## Problem Statement

The Pokemon craze is on! As a salesman, Len the Hamster is trying to build **a floor display** to showcase and sell Pokemon soft toys.

There's just one problem before his shop can open: he's out of stock, so he needs to visit every shop in town to pick up the soft toys.

Because businesses are all about minimising costs, Len wants to make the shortest possible trip.

The town can be modelled as a simple complete graph, consisting of `V` shops and `V*(V-1)/2` roads. Each shop is labelled 0 to V-1. Roads are bidirectional edges of length `W`_{i} connecting shops `A`_{i} and `B`_{i}.

Len starts at vertex 0, and wants to visit every shop exactly once to pick up all the toys, before returning to his shop at vertex 0.

Help Len calculate the distance of the shortest route!

## Input

You are to input from standard input.

The first line of input consists of 1 integer, `V`, the number of shops (including Len's shop).

`V*(V-1)/2` lines will follow. Each line describes a bidirectional road.

The following `V*(V-1)/2` lines of input will consist of 3 integers `A`_{i} `B`_{i} `W`_{i}. It costs `W`_{i} dollars to travel from shop `A`_{i} to shop `B`_{i}.

## Output

Print an integer denoting the minimum cost.

## Limits

For all subtasks:

Subtask 1 (40%): 1 < *V* ≤ 12

Subtask 2 (15%): 1 < *V* ≤ 1000

Subtask 3 (45%): 1 < *V* ≤ 100,000

Subtask 4 (0%): As per sample testcases.

GIVEN INSTRUCTION 1.
List every subtask in the problem statement with its percentage weight and its limit on V.
GIVEN INSTRUCTION 2.
Using the problem statement, answer these:
(a) At which vertex does Len start?
(b) How many integers does each road line of input contain?
(c) What must the output print?

DATA LINES.
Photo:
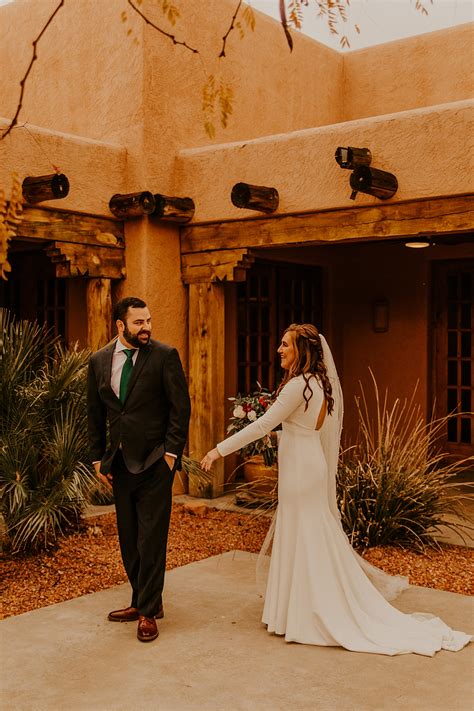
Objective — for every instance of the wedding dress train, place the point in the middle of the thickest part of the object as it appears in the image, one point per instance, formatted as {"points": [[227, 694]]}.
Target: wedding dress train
{"points": [[319, 591]]}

FULL OUTPUT 1.
Subtask 1 (40%): 1 < V ≤ 12
Subtask 2 (15%): 1 < V ≤ 1000
Subtask 3 (45%): 1 < V ≤ 100,000
Subtask 4 (0%): as per sample testcases

FULL OUTPUT 2.
(a) Vertex 0.
(b) 3 integers: A_i, B_i and W_i.
(c) An integer denoting the minimum cost.